* **WHAT IS EXPECTED**: Your task is to copy every line of this material exactly.

* **RECORD EXTRACTS**:
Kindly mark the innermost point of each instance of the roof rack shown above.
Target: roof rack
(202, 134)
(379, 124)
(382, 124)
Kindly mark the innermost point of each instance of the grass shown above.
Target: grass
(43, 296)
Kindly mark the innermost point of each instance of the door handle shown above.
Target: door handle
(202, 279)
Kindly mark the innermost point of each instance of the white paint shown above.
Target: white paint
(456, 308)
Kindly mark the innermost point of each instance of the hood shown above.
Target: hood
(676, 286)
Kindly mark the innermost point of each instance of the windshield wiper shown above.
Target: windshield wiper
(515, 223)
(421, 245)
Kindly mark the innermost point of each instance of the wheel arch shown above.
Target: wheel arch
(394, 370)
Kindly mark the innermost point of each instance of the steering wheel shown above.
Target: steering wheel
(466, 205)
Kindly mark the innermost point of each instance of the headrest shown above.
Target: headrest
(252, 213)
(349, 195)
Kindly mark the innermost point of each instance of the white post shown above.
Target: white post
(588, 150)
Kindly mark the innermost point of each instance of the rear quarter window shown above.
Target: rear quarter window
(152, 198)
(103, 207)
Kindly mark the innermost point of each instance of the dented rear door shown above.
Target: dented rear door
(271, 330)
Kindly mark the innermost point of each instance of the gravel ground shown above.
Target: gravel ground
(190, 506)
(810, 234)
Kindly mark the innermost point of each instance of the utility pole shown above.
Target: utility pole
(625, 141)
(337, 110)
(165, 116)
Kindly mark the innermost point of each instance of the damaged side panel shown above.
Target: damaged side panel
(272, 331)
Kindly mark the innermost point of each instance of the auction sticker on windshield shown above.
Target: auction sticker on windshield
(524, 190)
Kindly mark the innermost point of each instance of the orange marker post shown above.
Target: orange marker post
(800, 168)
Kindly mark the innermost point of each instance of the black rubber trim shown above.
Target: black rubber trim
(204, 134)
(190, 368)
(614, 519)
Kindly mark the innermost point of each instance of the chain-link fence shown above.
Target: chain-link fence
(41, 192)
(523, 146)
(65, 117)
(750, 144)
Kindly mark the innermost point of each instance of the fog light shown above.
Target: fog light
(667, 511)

* **OUTPUT OF THE TASK**:
Kindly mark the innermost point of each instance of the roof rack shown above.
Target: roof rack
(202, 134)
(379, 124)
(382, 124)
Kindly mark the innermost point of each instance of the grass shown above.
Target: grass
(43, 296)
Kindly mark the innermost point of each instance of the door handle shown above.
Target: door handle
(202, 279)
Kindly mark the innermost point of each instance of the white paint shown above.
Target: white paint
(456, 308)
Kindly mark the innermost point of each instance of the hood shown above.
Target: hood
(676, 286)
Kindly mark the innermost point of each instance of the windshield wiper shown above.
Target: windshield wiper
(515, 223)
(421, 245)
Kindly mark the innermost point of each instance of the wheel arch shown above.
Target: wheel arch
(394, 370)
Kindly mark the innermost point of each instance of the steering wheel shown above.
Target: steering wheel
(466, 205)
Kindly mark the innermost point of each instance of the headrest shown above.
Target: headrest
(252, 213)
(349, 195)
Kindly mark the innermost point of each instance of the white post shown above.
Target: white post
(588, 150)
Kindly mark the innermost point of each instance of the rear quarter window shown above.
Target: rear quarter window
(152, 198)
(103, 207)
Kindly mark the innermost point of each instance of the dented rear door shown above.
Target: dented rear door
(271, 330)
Kindly mark the innermost point of each instance of the gravel ground shown above.
Target: gravel ground
(190, 506)
(810, 234)
Kindly mark the innermost point of each instance of the utility pole shown above.
Target: utility pole
(625, 141)
(337, 110)
(165, 116)
Kindly mark the innermost point of each instance of the damaged side panel shown above.
Target: damaged side panel
(272, 331)
Kindly mark the innermost point of each instance of the auction sticker on windshield shown above.
Target: auction sticker on windshield
(524, 190)
Kindly mark the innermost point of each instance of the orange marker post shown above.
Target: orange marker post
(800, 168)
Kindly mark the innermost point of each instance of the black rubber trim shown above.
Target: black rubber trim
(204, 134)
(190, 368)
(614, 519)
Kindly mark the innermost point of each instance of the chain-link fence shown above.
Target: chain-link fence
(41, 192)
(523, 146)
(65, 117)
(750, 144)
Kindly mark the innermost point of each instance of the fog light shown above.
Target: fog light
(667, 511)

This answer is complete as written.